━━━ MATERIAL FOR THE TASK

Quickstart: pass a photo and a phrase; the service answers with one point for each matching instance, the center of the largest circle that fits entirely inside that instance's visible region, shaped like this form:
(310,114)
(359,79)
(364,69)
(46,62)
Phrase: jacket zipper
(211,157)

━━━━━━

* **WORK REQUIRED**
All of the entries above are to be written out again exactly.

* **SOLUTION TO THIS PROBLEM**
Quickstart: pass a photo and a phrase; the service answers with one point for each matching instance, the center of the largest circle that fits entirely inside that instance's visible region, shaped like this form:
(310,114)
(359,79)
(364,69)
(46,62)
Phrase: jacket zipper
(211,157)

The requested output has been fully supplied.